### [TASK INSTRUCTIONS]
Copy everything in the data below, from the line containing "Where can you spot the white field" down to the end of the data, character for character.

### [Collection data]

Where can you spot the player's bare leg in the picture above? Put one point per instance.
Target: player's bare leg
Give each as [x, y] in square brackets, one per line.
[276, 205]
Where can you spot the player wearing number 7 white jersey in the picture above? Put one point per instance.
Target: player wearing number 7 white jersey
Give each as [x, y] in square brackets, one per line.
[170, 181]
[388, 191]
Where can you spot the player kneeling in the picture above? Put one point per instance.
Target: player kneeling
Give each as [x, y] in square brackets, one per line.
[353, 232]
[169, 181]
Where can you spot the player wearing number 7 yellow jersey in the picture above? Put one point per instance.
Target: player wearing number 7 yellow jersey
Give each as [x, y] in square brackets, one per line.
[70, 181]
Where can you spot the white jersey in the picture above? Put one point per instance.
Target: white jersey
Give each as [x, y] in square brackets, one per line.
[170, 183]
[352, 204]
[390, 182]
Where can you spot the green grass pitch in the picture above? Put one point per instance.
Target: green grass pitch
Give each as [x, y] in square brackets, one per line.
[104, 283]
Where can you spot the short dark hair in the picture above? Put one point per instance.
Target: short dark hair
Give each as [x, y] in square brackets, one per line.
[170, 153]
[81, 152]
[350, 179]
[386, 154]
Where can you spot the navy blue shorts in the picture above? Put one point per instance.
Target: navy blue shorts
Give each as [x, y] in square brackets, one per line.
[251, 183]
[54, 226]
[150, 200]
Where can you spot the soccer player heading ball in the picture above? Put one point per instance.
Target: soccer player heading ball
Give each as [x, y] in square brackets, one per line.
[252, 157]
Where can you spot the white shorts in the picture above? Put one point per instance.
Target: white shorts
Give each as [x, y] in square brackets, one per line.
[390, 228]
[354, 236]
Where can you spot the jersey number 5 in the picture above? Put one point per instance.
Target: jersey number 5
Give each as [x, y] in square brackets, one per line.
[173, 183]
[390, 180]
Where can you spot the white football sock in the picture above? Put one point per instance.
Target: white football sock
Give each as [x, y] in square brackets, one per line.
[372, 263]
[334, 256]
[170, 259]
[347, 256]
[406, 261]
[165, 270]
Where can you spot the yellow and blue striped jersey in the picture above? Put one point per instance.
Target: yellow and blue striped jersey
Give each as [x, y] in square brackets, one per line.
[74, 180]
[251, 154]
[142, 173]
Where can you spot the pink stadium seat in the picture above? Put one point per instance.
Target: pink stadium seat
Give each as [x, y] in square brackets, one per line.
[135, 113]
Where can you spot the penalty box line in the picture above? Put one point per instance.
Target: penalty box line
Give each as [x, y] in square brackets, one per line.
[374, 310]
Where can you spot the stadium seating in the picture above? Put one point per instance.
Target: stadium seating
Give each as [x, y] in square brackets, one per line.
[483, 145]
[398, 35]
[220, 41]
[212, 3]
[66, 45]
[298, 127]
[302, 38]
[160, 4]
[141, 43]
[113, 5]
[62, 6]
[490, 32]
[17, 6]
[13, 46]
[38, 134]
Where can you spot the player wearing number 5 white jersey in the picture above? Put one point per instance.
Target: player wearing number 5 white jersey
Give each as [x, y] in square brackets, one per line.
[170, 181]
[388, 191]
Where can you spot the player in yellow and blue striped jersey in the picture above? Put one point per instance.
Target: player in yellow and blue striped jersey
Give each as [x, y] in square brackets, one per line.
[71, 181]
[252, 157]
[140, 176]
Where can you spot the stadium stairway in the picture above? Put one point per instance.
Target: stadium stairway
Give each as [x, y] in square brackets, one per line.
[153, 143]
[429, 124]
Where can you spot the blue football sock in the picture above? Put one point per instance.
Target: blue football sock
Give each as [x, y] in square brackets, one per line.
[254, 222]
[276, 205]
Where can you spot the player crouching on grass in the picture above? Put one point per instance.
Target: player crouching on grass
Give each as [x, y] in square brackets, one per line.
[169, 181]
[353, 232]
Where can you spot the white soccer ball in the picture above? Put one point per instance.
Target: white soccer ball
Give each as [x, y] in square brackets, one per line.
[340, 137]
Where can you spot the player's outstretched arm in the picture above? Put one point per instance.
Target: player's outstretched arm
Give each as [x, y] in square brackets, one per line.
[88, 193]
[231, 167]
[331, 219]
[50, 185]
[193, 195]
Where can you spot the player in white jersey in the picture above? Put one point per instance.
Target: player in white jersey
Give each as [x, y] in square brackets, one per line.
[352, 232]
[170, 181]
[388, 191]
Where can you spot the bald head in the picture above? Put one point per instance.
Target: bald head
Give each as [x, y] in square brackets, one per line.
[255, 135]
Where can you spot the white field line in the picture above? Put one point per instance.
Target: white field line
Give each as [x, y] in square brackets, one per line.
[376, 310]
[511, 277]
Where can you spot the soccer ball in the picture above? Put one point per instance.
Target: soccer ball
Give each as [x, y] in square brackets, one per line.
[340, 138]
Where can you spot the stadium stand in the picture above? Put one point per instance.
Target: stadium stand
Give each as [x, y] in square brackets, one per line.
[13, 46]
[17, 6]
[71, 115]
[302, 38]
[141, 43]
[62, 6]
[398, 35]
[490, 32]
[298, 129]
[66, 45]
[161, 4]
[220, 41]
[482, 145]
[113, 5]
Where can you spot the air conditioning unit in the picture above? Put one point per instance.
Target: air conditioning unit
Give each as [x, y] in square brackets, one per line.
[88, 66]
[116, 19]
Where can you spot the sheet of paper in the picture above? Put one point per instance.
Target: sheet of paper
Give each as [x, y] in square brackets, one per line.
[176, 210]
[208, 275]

### [THE ANSWER]
Where can you spot the white field line in the picture above? Put one point per instance.
Target: white field line
Give each as [x, y] in square brackets, one per line.
[376, 310]
[511, 277]
Where can you spot the soccer ball in the picture above? Put one point per instance.
Target: soccer ball
Give each as [x, y] in square brackets, one per line.
[340, 138]
Where can you spot the stadium stand in the picture above? Put one point per instance.
Target: stadium stand
Give each as [x, y] in square brackets, one per line.
[13, 46]
[17, 6]
[71, 115]
[302, 38]
[141, 43]
[62, 6]
[398, 35]
[490, 32]
[298, 129]
[66, 45]
[161, 4]
[220, 41]
[482, 145]
[113, 5]
Where can you spot the air conditioning unit in the picture above? Put one point per instance.
Target: air conditioning unit
Give each as [x, y] in square brackets, one per line.
[88, 66]
[116, 19]
Where can you spot the sheet of paper in the picture above? Put one point per instance.
Target: sheet of paper
Give each as [x, y] in square brackets, one per line.
[176, 210]
[208, 275]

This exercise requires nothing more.